Exercise goal:
Would you transcribe each entry exactly as it stands, omitting the pictures?

(Dataset items)
┌──

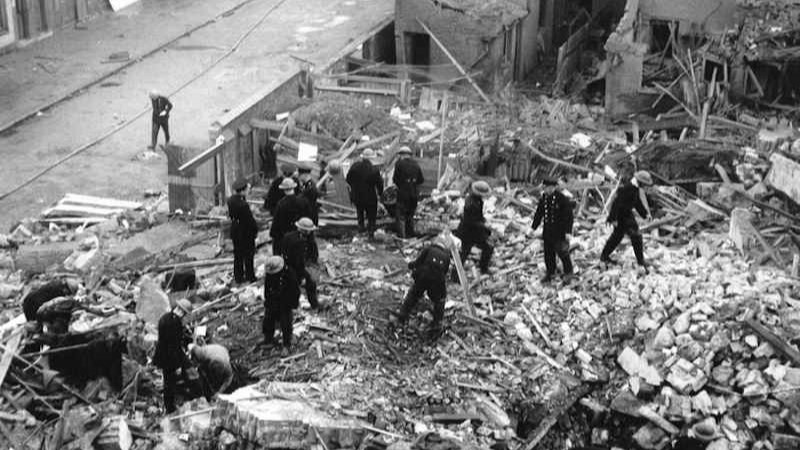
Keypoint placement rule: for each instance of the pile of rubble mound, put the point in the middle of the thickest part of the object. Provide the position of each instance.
(701, 350)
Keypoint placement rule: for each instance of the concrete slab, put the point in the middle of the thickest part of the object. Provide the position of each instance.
(785, 176)
(286, 415)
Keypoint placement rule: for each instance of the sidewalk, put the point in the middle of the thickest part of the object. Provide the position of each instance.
(35, 78)
(208, 72)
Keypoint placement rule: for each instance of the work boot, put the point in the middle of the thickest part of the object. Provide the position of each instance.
(454, 277)
(607, 260)
(434, 330)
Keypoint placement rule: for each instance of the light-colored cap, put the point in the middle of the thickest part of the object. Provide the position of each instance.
(273, 264)
(287, 184)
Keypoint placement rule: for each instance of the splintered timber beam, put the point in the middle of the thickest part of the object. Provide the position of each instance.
(455, 61)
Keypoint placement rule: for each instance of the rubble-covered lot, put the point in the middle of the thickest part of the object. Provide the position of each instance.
(699, 352)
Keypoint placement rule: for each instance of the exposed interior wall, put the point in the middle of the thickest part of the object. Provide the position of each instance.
(465, 37)
(37, 18)
(627, 46)
(626, 57)
(705, 16)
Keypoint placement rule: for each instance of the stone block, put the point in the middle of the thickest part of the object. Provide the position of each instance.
(39, 258)
(785, 176)
(271, 421)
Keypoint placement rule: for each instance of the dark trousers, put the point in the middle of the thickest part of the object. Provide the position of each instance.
(436, 287)
(371, 212)
(631, 228)
(404, 218)
(276, 245)
(170, 384)
(311, 285)
(163, 124)
(243, 253)
(486, 252)
(282, 316)
(557, 246)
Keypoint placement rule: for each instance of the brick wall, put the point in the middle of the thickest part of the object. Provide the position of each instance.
(461, 34)
(715, 16)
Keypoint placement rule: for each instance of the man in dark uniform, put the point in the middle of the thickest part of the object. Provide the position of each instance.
(407, 177)
(289, 210)
(472, 230)
(555, 211)
(243, 233)
(298, 248)
(38, 297)
(628, 197)
(309, 191)
(275, 194)
(170, 352)
(429, 274)
(305, 82)
(161, 108)
(366, 186)
(281, 296)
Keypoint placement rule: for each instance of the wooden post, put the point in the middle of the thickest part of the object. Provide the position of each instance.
(441, 138)
(455, 62)
(462, 274)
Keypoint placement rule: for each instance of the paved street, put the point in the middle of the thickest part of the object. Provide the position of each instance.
(200, 73)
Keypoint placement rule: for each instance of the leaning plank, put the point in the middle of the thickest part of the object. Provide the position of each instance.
(455, 61)
(8, 354)
(462, 275)
(100, 201)
(544, 427)
(776, 341)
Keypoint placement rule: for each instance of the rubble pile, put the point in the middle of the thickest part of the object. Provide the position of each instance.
(342, 115)
(701, 347)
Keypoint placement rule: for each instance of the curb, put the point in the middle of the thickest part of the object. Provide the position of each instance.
(25, 116)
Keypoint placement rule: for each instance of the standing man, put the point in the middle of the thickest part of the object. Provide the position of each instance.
(629, 196)
(170, 352)
(429, 274)
(309, 191)
(281, 296)
(305, 83)
(243, 233)
(407, 177)
(472, 230)
(161, 108)
(555, 211)
(288, 211)
(275, 194)
(366, 186)
(299, 248)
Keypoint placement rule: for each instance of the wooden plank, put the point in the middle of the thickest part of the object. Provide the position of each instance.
(455, 61)
(776, 341)
(202, 157)
(100, 201)
(357, 90)
(201, 263)
(73, 210)
(74, 220)
(9, 352)
(545, 425)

└──

Output for this exercise:
Keypoint placement rule: for each instance of the pile of rubble mound, put the point in the middle of the thickest part of the object. Provide the position of each instance.
(701, 350)
Keypoint placement rule: for each instance of the concrete slab, put the point in the middle of the thickest part of the object. Provide the position of each instance.
(785, 176)
(286, 415)
Keypoint placement rule: for each instance of the sidewalk, put the point in the middle of the thickest part of the object. Provide the position of each instance.
(35, 78)
(208, 72)
Keypoint placement rule: for each instance of the work boot, put the point in the middle of the thickest part of the object. Provide the position of each instance.
(454, 277)
(607, 260)
(434, 330)
Keypoint placement rule: for each instance of the light-colored cap, put the point in the middle of the thickest part of the object. Provide the position of each instance.
(273, 264)
(287, 184)
Keypoint placement rule: for each instance of the splintered timber beam, put the point in the middle of the thickest part of the object. Provide the position of each instance.
(455, 61)
Keypoint placement rule: for each instance of the rubble-covered lot, put the point in the middle of the thickest part of the object. Provide the position of each instance.
(699, 352)
Keypoint placement rule: for each instance of the exposed interior wall, put the point in the middle of the thickest part of the object. Provide the position of each instance.
(465, 37)
(37, 18)
(627, 46)
(626, 57)
(705, 16)
Keypoint placement rule: for each instance of the stone block, put the point in the middle of the thickest part of the object. Provide the position of each instance.
(39, 258)
(785, 176)
(271, 421)
Keypoint placement rule: for each instance of the dark trousers, put the point in the middle of the thickest part of the object. Provide the position of each instance.
(436, 287)
(371, 212)
(631, 228)
(404, 218)
(276, 245)
(170, 384)
(311, 285)
(163, 124)
(243, 253)
(486, 252)
(282, 316)
(557, 246)
Keypoint placement rule: for each instance of the brick wall, put the point in the middle of the thickest part of the object. Provide the position of each instance.
(461, 34)
(715, 16)
Keypoint placement rule: for each instance of the man in dark uniform, put the point in the middle of the thickest part of the object. Provide the position of each instance.
(407, 177)
(289, 210)
(472, 230)
(555, 211)
(243, 233)
(298, 248)
(38, 297)
(628, 197)
(309, 191)
(275, 194)
(170, 352)
(429, 274)
(305, 82)
(161, 108)
(366, 186)
(281, 296)
Keypoint placement rule: for each instance of the wooden post, put the point in the middle of the thickest part of the object. Provide the position of each instance.
(441, 138)
(455, 62)
(462, 274)
Keypoint placement rule: for each instance of the paved street, put the point in the middle of the thickest part of the object. Provide the position of each instance.
(200, 73)
Keypoint placement rule: for each instance of the leaning plank, put the point in the middle of the thickest part of the object. Provide the position of each instance.
(455, 61)
(8, 354)
(462, 275)
(100, 201)
(544, 427)
(776, 341)
Keypoint placement rule: for each instance of the rubble pile, put the point in the middle of the thickest part of the object. Provide the position of each instance.
(342, 115)
(701, 347)
Keypoint placement rule: for each instance of the curb, put the point in the middle of the thickest part of the object. Provide the position of each instance.
(25, 116)
Keypoint placement rule: for each instance of the standing man, put the point in the middle of the thickest part of the object. Provide the position of each instance.
(629, 196)
(170, 352)
(429, 274)
(309, 191)
(281, 296)
(305, 83)
(243, 233)
(407, 177)
(472, 230)
(161, 108)
(555, 211)
(288, 211)
(275, 194)
(366, 186)
(299, 248)
Keypoint placement rule: for each instance of the wooden plank, put the point in the middle of the thickest part of the object. Provide the position of each instance.
(455, 61)
(776, 341)
(202, 157)
(100, 201)
(357, 90)
(201, 263)
(73, 210)
(74, 220)
(9, 352)
(545, 425)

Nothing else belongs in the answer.